*** Opening of Material shown ***

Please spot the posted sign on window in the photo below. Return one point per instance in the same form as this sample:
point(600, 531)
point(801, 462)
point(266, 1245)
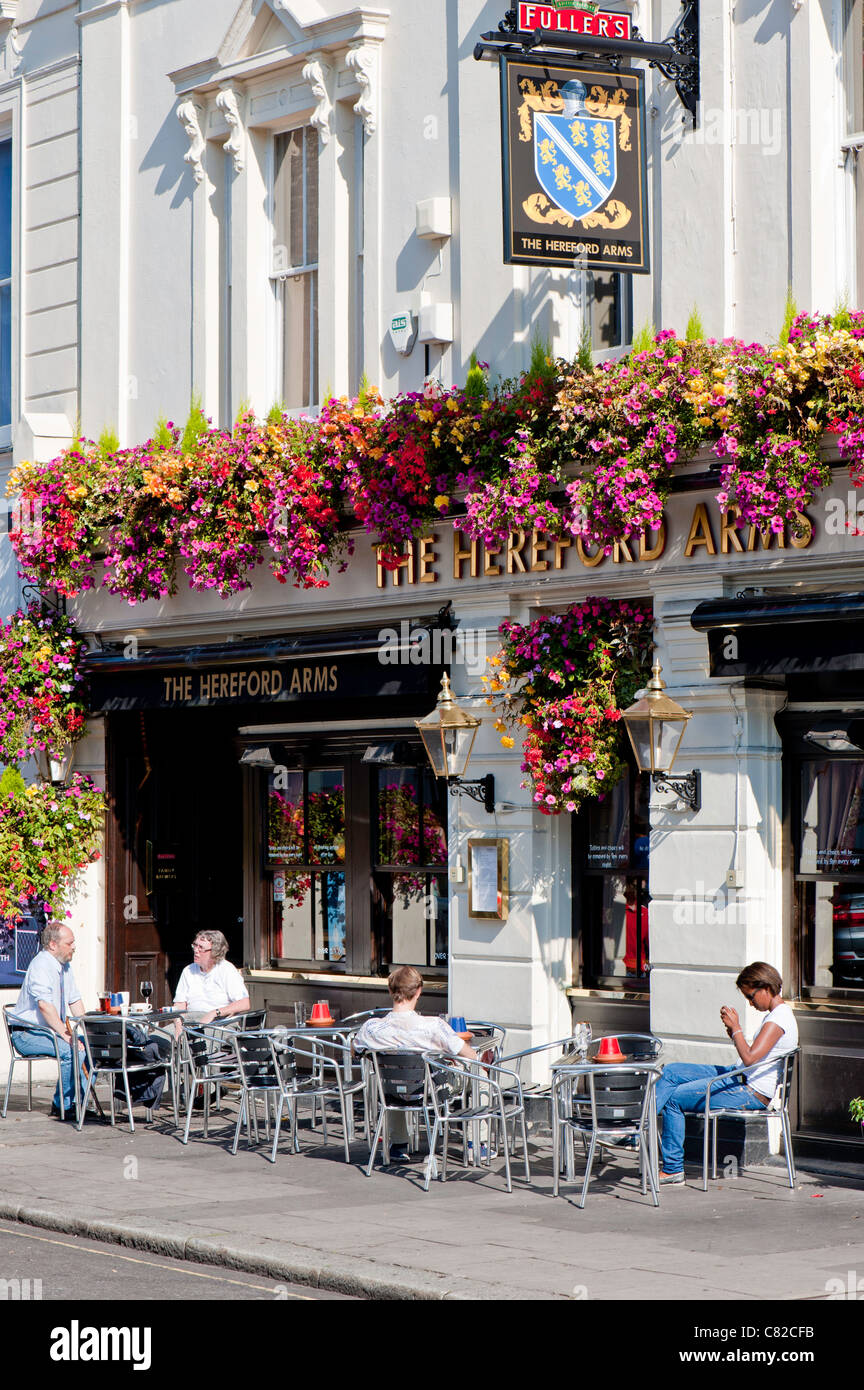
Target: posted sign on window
point(574, 167)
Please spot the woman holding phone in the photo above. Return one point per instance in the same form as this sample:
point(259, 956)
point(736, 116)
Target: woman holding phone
point(681, 1090)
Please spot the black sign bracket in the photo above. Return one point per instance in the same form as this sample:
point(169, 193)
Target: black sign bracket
point(677, 59)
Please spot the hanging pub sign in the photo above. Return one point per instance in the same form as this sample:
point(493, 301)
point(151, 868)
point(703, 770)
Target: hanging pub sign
point(574, 167)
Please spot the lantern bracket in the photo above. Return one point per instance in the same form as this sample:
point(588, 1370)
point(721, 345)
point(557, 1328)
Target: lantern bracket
point(686, 787)
point(482, 790)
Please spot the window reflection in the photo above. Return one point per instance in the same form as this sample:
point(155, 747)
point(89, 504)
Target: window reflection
point(309, 918)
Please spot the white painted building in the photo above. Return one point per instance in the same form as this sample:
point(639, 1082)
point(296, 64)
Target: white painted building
point(235, 200)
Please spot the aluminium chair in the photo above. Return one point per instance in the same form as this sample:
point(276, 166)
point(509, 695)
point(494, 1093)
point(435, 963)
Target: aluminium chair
point(22, 1057)
point(203, 1061)
point(472, 1094)
point(781, 1100)
point(618, 1104)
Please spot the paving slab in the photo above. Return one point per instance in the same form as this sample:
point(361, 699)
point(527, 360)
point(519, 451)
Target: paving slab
point(313, 1218)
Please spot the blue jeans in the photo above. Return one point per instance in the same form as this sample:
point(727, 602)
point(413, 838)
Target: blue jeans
point(681, 1091)
point(39, 1043)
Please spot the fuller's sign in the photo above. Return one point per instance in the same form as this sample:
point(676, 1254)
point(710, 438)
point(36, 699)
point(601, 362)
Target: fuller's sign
point(574, 167)
point(570, 18)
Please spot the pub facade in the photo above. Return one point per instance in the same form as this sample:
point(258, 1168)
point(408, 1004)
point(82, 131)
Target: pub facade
point(285, 211)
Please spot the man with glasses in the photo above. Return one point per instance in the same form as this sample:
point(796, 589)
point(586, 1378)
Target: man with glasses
point(211, 987)
point(681, 1090)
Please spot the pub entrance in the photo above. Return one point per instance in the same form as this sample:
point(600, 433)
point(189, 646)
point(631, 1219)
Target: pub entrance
point(174, 843)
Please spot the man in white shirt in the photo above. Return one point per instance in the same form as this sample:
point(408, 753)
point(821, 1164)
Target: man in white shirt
point(406, 1030)
point(211, 987)
point(47, 997)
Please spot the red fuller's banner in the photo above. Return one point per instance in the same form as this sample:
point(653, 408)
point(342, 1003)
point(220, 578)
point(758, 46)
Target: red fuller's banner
point(602, 24)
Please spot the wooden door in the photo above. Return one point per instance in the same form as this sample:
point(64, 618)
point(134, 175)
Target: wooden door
point(174, 844)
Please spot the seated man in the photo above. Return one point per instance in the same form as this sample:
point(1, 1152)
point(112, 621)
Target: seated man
point(47, 995)
point(681, 1090)
point(406, 1030)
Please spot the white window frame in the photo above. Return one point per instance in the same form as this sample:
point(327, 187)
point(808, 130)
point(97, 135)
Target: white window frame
point(277, 277)
point(327, 75)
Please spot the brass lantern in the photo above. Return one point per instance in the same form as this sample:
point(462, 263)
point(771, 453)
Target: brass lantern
point(656, 727)
point(447, 734)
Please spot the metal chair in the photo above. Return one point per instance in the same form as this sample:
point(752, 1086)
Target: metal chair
point(492, 1032)
point(472, 1094)
point(636, 1047)
point(324, 1072)
point(111, 1052)
point(263, 1075)
point(203, 1061)
point(22, 1057)
point(400, 1086)
point(617, 1105)
point(782, 1094)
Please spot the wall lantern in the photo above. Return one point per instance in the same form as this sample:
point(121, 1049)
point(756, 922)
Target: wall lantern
point(447, 734)
point(56, 770)
point(656, 727)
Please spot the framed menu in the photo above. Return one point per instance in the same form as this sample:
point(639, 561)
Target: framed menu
point(489, 879)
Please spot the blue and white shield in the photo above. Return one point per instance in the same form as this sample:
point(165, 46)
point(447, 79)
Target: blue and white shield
point(575, 160)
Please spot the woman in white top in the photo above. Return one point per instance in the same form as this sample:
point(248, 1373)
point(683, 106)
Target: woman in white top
point(681, 1090)
point(211, 987)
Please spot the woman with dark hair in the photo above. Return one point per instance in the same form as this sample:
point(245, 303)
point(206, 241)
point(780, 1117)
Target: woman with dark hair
point(681, 1090)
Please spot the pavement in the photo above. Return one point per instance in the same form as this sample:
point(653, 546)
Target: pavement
point(313, 1218)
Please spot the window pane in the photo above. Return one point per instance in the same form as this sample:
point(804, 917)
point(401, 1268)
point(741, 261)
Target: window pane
point(411, 919)
point(311, 196)
point(609, 829)
point(6, 355)
point(299, 295)
point(329, 916)
point(625, 927)
point(832, 820)
point(399, 816)
point(325, 816)
point(6, 209)
point(410, 818)
point(834, 934)
point(285, 843)
point(292, 933)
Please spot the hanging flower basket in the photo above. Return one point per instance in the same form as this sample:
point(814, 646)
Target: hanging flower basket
point(47, 836)
point(561, 683)
point(42, 706)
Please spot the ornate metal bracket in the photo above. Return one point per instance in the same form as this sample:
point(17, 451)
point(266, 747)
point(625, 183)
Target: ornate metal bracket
point(482, 790)
point(677, 59)
point(32, 595)
point(688, 787)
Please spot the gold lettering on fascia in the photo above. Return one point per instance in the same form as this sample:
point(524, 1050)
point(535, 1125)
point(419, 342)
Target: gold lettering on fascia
point(257, 683)
point(736, 537)
point(525, 552)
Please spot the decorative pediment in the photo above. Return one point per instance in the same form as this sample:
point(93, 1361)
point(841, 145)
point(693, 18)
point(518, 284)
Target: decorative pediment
point(266, 35)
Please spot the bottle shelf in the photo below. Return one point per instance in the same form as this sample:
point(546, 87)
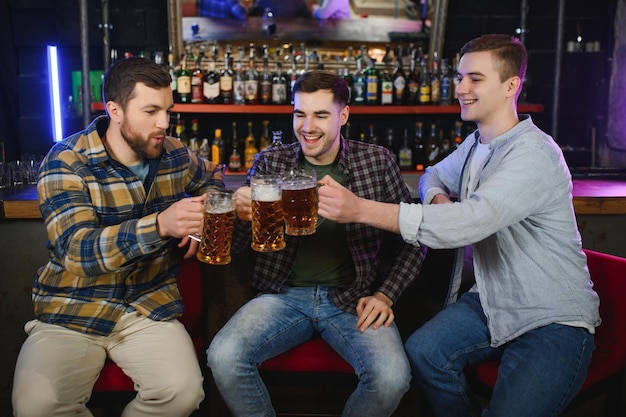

*** Close of Material shown ***

* [Exercise prompt]:
Give all entries again verbatim, without any images.

* [The completed task]:
Please spot the posted sign on window in the photo below. Return one point per instance in the same form as this sample:
point(600, 531)
point(801, 462)
point(266, 1245)
Target: posted sign on window
point(574, 167)
Please spot the woman holding phone in the photo above. Return one point per instance in the same form as this sample:
point(259, 956)
point(736, 116)
Target: woman holding phone
point(681, 1090)
Please spot the black sign bracket in the photo above. Return one point per instance in the same form as this sample:
point(169, 193)
Target: black sign bracket
point(677, 59)
Please spot the hanging pub sign in the photo above. Return one point per instance in the same form as this sample:
point(493, 301)
point(151, 868)
point(703, 770)
Target: hanging pub sign
point(574, 167)
Please spot the lantern bracket in the photo above. Return one point per instance in the same form as this sample:
point(588, 1370)
point(721, 345)
point(557, 1328)
Target: lantern bracket
point(686, 787)
point(482, 790)
Please spot the window reflection in the photo above. Return one point per instance in the same form as this sample:
point(155, 747)
point(89, 504)
Target: window reflection
point(309, 918)
Please spot the white painted building in the photo above. Return one point per instance in the same form as this sample:
point(639, 1082)
point(296, 64)
Target: white painted building
point(235, 200)
Please spot the aluminium chair in the photo above. Return one point per instance in the same form as this sample:
point(276, 166)
point(509, 695)
point(494, 1093)
point(435, 963)
Target: aluminium chair
point(22, 1057)
point(203, 1061)
point(472, 1094)
point(781, 1100)
point(618, 1104)
Please spot the paving slab in the photo above. Return one point per instance in the same form as this sample:
point(361, 699)
point(527, 360)
point(519, 451)
Target: paving slab
point(313, 1218)
Please spot the blue jeans in the photo above. Return one point per instance in the same form as this sample:
point(727, 602)
point(413, 838)
Target: blue jeans
point(681, 1091)
point(39, 1043)
Please spot the fuller's sign in the photo above. Return one point per instance in the same form as this sample:
point(676, 1254)
point(710, 438)
point(36, 699)
point(601, 362)
Target: fuller's sign
point(574, 167)
point(570, 18)
Please spot the pub facade in the photo above. Return one point per instance in the same form as this sample:
point(258, 1168)
point(408, 1004)
point(82, 131)
Target: pub facade
point(285, 211)
Please spot the man with glasses in the photo above. Return one point per instance in the same form as this sample:
point(796, 589)
point(586, 1378)
Target: man with glasses
point(211, 987)
point(681, 1090)
Please spot the pub entrance in the photo above. Return one point per instance in the same form as this sample:
point(600, 433)
point(189, 646)
point(631, 1219)
Target: pub entrance
point(174, 843)
Please spot the man in white shirt in the photo above. Return one point per instance in the same form as this sample:
point(408, 753)
point(821, 1164)
Target: man in white shirt
point(406, 1030)
point(211, 987)
point(47, 997)
Please spot the red fuller's banner in the photo above. Return one point per instance in the same form as this sample:
point(653, 408)
point(342, 1003)
point(220, 578)
point(758, 46)
Target: red fuller's banner
point(602, 24)
Please spot the wooden door in the photo above. Return one point per instance in the same form as this sample:
point(64, 618)
point(134, 175)
Target: wooden door
point(174, 844)
Please spot the seated man in the photo above. Return one point per instance in the same form as this sample:
point(1, 1152)
point(112, 621)
Target: seated man
point(47, 995)
point(681, 1090)
point(406, 1030)
Please spot the white window frame in the photo above. Return one point per instance in the same form as this sample:
point(327, 187)
point(808, 130)
point(97, 135)
Target: white window frame
point(277, 277)
point(327, 75)
Please spot the brass lantern in the photo above. Return one point per instance in the same form as this sample:
point(462, 263)
point(771, 453)
Target: brass lantern
point(656, 727)
point(447, 734)
Please spot the metal chair in the photo above. Return one point per instance in the same form as this sample:
point(752, 1086)
Target: metal chair
point(492, 1032)
point(472, 1094)
point(636, 1047)
point(324, 1072)
point(111, 1052)
point(263, 1075)
point(203, 1061)
point(22, 1057)
point(400, 1086)
point(617, 1105)
point(782, 1094)
Please spot the wall lantern in the photo above. Return one point per instance in the same form as this sample:
point(121, 1049)
point(756, 922)
Target: wall lantern
point(447, 734)
point(56, 770)
point(656, 727)
Please spot the framed menu in the photo above. Return one point per instance in the same form as this sample:
point(639, 561)
Target: framed menu
point(489, 879)
Please spot the blue and white shield in the photo above. Return one point per instance in the same form as this sample:
point(165, 46)
point(447, 79)
Target: blue and white shield
point(575, 160)
Please spot the woman in white top in the photo above. Return one point per instance in the same form as this sample:
point(248, 1373)
point(683, 106)
Target: woman in white top
point(681, 1090)
point(211, 987)
Please spot the woman with dark hair in the photo above. Return one point per instance in the same form as this sample:
point(245, 303)
point(206, 241)
point(780, 1117)
Target: woman with dark hair
point(681, 1090)
Please spot the pavement in the photo above. Return one point per instance in the same form as this sample:
point(653, 546)
Target: pavement
point(313, 1218)
Please spot the window pane in the photo above. Return one point per instance in the same form as this sample:
point(804, 917)
point(401, 1268)
point(741, 261)
Target: window pane
point(411, 919)
point(311, 196)
point(609, 829)
point(6, 355)
point(299, 295)
point(329, 916)
point(625, 927)
point(832, 820)
point(399, 816)
point(325, 816)
point(6, 209)
point(410, 818)
point(834, 934)
point(285, 843)
point(292, 933)
Please spot the hanging flower basket in the photo above. Return one point per instance in the same form as this sample:
point(814, 646)
Target: hanging flower basket
point(47, 836)
point(561, 683)
point(42, 706)
Please spot the ornate metal bracket in the photo above. Return one point per instance in the same form as this sample:
point(17, 451)
point(266, 747)
point(625, 183)
Target: ornate metal bracket
point(482, 790)
point(677, 59)
point(32, 595)
point(688, 787)
Please spot the gold lettering on fascia in the photo above. Return one point per instance in the same form as this sample:
point(524, 1050)
point(535, 1125)
point(419, 342)
Target: gold lettering on fascia
point(257, 683)
point(736, 537)
point(525, 552)
Please spot the decorative pediment in the photo above. Return one point per instance in the same form as this sample:
point(93, 1361)
point(841, 145)
point(693, 18)
point(518, 284)
Target: decorative pediment
point(266, 35)
Please spot the bottle shelf in the photo below. Return one point per instance in the same form as this sample:
point(546, 87)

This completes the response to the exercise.